* [Exercise details] Make an exact copy of each entry, leaving out every picture.
----
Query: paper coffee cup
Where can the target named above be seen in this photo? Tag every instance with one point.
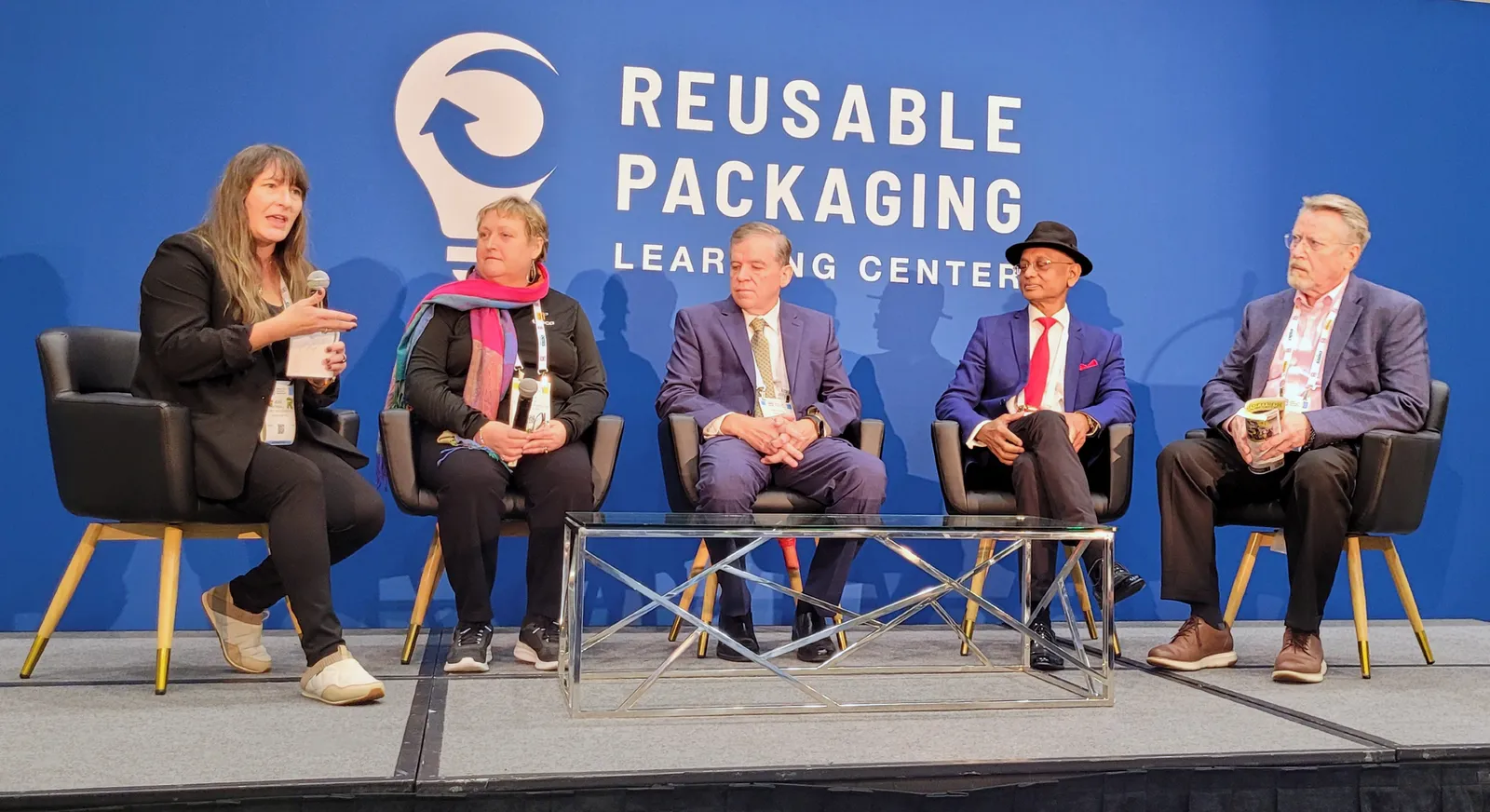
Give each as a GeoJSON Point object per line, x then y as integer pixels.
{"type": "Point", "coordinates": [1264, 421]}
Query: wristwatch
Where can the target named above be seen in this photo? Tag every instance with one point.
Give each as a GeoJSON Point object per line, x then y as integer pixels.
{"type": "Point", "coordinates": [819, 421]}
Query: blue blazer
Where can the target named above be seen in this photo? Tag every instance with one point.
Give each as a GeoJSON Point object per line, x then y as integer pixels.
{"type": "Point", "coordinates": [1375, 367]}
{"type": "Point", "coordinates": [711, 370]}
{"type": "Point", "coordinates": [997, 365]}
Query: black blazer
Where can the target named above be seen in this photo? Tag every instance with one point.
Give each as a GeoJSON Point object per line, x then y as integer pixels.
{"type": "Point", "coordinates": [196, 355]}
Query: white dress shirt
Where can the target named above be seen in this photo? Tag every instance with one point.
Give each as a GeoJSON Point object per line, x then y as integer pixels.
{"type": "Point", "coordinates": [1054, 397]}
{"type": "Point", "coordinates": [779, 361]}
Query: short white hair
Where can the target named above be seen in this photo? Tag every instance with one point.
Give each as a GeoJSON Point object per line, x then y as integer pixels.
{"type": "Point", "coordinates": [1348, 209]}
{"type": "Point", "coordinates": [765, 230]}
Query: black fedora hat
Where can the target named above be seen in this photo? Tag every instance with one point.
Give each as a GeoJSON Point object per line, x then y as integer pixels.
{"type": "Point", "coordinates": [1050, 235]}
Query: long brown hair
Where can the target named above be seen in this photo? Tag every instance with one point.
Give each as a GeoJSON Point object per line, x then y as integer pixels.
{"type": "Point", "coordinates": [225, 231]}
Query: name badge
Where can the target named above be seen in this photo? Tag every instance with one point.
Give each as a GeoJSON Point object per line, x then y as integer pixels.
{"type": "Point", "coordinates": [541, 412]}
{"type": "Point", "coordinates": [774, 407]}
{"type": "Point", "coordinates": [279, 419]}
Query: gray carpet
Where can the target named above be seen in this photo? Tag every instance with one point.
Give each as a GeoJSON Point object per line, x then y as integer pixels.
{"type": "Point", "coordinates": [74, 738]}
{"type": "Point", "coordinates": [519, 727]}
{"type": "Point", "coordinates": [130, 656]}
{"type": "Point", "coordinates": [1456, 643]}
{"type": "Point", "coordinates": [1410, 707]}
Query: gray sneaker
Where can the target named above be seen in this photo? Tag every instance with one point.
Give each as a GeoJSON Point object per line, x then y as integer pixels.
{"type": "Point", "coordinates": [538, 644]}
{"type": "Point", "coordinates": [469, 650]}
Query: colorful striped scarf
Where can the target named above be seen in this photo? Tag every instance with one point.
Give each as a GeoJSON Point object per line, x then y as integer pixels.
{"type": "Point", "coordinates": [494, 340]}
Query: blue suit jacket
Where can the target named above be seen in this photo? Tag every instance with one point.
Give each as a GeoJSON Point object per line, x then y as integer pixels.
{"type": "Point", "coordinates": [1375, 369]}
{"type": "Point", "coordinates": [711, 370]}
{"type": "Point", "coordinates": [997, 365]}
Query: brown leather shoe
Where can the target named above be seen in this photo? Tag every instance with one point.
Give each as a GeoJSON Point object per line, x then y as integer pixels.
{"type": "Point", "coordinates": [1196, 645]}
{"type": "Point", "coordinates": [1301, 660]}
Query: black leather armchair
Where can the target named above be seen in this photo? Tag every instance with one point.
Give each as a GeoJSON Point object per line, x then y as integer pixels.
{"type": "Point", "coordinates": [603, 441]}
{"type": "Point", "coordinates": [1393, 476]}
{"type": "Point", "coordinates": [1112, 491]}
{"type": "Point", "coordinates": [126, 464]}
{"type": "Point", "coordinates": [680, 440]}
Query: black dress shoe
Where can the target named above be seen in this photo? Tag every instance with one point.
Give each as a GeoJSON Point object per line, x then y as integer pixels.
{"type": "Point", "coordinates": [808, 623]}
{"type": "Point", "coordinates": [1125, 585]}
{"type": "Point", "coordinates": [1040, 657]}
{"type": "Point", "coordinates": [742, 630]}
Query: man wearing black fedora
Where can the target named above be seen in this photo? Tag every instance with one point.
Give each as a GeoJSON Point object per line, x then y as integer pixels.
{"type": "Point", "coordinates": [1032, 392]}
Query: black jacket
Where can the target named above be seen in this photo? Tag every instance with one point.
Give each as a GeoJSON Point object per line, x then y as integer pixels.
{"type": "Point", "coordinates": [196, 355]}
{"type": "Point", "coordinates": [439, 364]}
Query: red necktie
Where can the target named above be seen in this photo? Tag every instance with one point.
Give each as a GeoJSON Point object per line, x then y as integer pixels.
{"type": "Point", "coordinates": [1039, 365]}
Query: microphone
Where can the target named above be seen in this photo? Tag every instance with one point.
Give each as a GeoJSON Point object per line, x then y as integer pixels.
{"type": "Point", "coordinates": [525, 401]}
{"type": "Point", "coordinates": [318, 280]}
----
* [Answer to this task]
Query: paper coffee cup
Where can the target named above be seen in this photo? Tag every instance with one point.
Give each as a GeoJSON Point object per line, x then y as integer pixels.
{"type": "Point", "coordinates": [1264, 421]}
Query: wristwatch
Where can the target named above be seen in this photo? Tag every instance with one point.
Give each as a GeoJSON Point object per line, x then y as integer pixels.
{"type": "Point", "coordinates": [819, 421]}
Query: blue blazer
Where can the target named above be seen in this photo? Tag every instance with one point.
Give each as a GeoJSON Point object per line, x then y as integer pixels.
{"type": "Point", "coordinates": [1375, 367]}
{"type": "Point", "coordinates": [711, 370]}
{"type": "Point", "coordinates": [997, 365]}
Query: black blazer
Where can the target named above be seen in this photo? Tag every instance with one point.
Give each as a GeoJSON Point object per line, x then y as integer pixels.
{"type": "Point", "coordinates": [196, 355]}
Query: white dress shirt
Where can the target named above be seen in this photo? Tag every instance with one point.
Give each as a GeoJSON Point object per line, x then y as integer pixels.
{"type": "Point", "coordinates": [1054, 397]}
{"type": "Point", "coordinates": [779, 361]}
Query: short white hair
Where can the target named above be seen in this photo? Tag every instance with one point.
Give each as a GeoJSON Point object per line, x then y as integer pixels.
{"type": "Point", "coordinates": [1348, 209]}
{"type": "Point", "coordinates": [765, 230]}
Query: black fedora hat
Where can the target named above be seen in this photo? Tag every instance with one point.
Give each as a GeoJSON Point object per line, x then y as integer pixels.
{"type": "Point", "coordinates": [1050, 235]}
Query: long brown hair
Where can the target named above be seen in this photo? Tag every instance with one point.
Give each as a GeoJSON Point object per line, x then y as integer pixels.
{"type": "Point", "coordinates": [225, 231]}
Query: name badge
Where can the target named above be seen in this photo? Tag every instance with one point.
Give each as a GeoJSON Point object per line, x then y as integer pixels.
{"type": "Point", "coordinates": [541, 412]}
{"type": "Point", "coordinates": [774, 407]}
{"type": "Point", "coordinates": [279, 419]}
Query: gray carpet
Where can the target named above be seen in this photo? Tag every instance with one point.
Give each as a GeoJSON Point object per line, x then y as integer pixels.
{"type": "Point", "coordinates": [74, 738]}
{"type": "Point", "coordinates": [519, 727]}
{"type": "Point", "coordinates": [130, 656]}
{"type": "Point", "coordinates": [1456, 643]}
{"type": "Point", "coordinates": [1410, 707]}
Query: gray sneaker
Where can the target named above be seen in this photo? Tag every instance with one point.
Give each as a GeoJSON Point object per line, x then y as integer pixels.
{"type": "Point", "coordinates": [538, 644]}
{"type": "Point", "coordinates": [469, 650]}
Query: colorful striped scarf
Where can the target named above be seen in this photo? Tag every instance with one point.
Give each as a GeoJSON Point object per line, x then y as integer pixels.
{"type": "Point", "coordinates": [494, 340]}
Query: blue suit jacket
Where can the target named above be seen in this photo? Tag every instance with one point.
Give each as a GeoJSON Point object per line, x then y as integer pixels.
{"type": "Point", "coordinates": [1375, 369]}
{"type": "Point", "coordinates": [711, 370]}
{"type": "Point", "coordinates": [997, 365]}
Query: brown leather shoe
Where can the target named above be seen in this photo? Tag every instance with one point.
Give each as a GeoJSON Point object per line, x then y as integer pixels.
{"type": "Point", "coordinates": [1196, 645]}
{"type": "Point", "coordinates": [1301, 660]}
Query: black leather armchair
Where can the target named above be seen in this photo? Tag every instance with one point.
Give each as a GeoJSON Point object per line, x then y as integer pixels.
{"type": "Point", "coordinates": [603, 441]}
{"type": "Point", "coordinates": [1393, 476]}
{"type": "Point", "coordinates": [1112, 491]}
{"type": "Point", "coordinates": [126, 464]}
{"type": "Point", "coordinates": [680, 440]}
Query: black dress shoe
Where can the target named above be seen in this photo? Tag every instance with one point.
Give each as a GeoJSON Point object per line, x then y as integer pixels.
{"type": "Point", "coordinates": [808, 623]}
{"type": "Point", "coordinates": [1125, 585]}
{"type": "Point", "coordinates": [1040, 657]}
{"type": "Point", "coordinates": [742, 630]}
Query: man wearing black fedora
Where can the target named above be seen in this photo? Tag every instance with one point.
Give each as a GeoJSON Point object per line, x then y as integer pixels.
{"type": "Point", "coordinates": [1032, 392]}
Query: black jacket
Where can the target named above be seen in this photo? Tag every instance with one point.
Give each as a GeoJSON Point object per line, x then y as integer pixels.
{"type": "Point", "coordinates": [196, 355]}
{"type": "Point", "coordinates": [439, 364]}
Query: red necktie
Where can the target named above be seen in this photo? Tag every instance with one point.
Give each as a GeoJSON Point object per line, x then y as integer pixels.
{"type": "Point", "coordinates": [1039, 365]}
Query: microphone
Where can the target named above be seen in this photo? Tag every instance with one point.
Give each as a GeoJSON Point object per line, x then y as integer pixels.
{"type": "Point", "coordinates": [525, 401]}
{"type": "Point", "coordinates": [318, 280]}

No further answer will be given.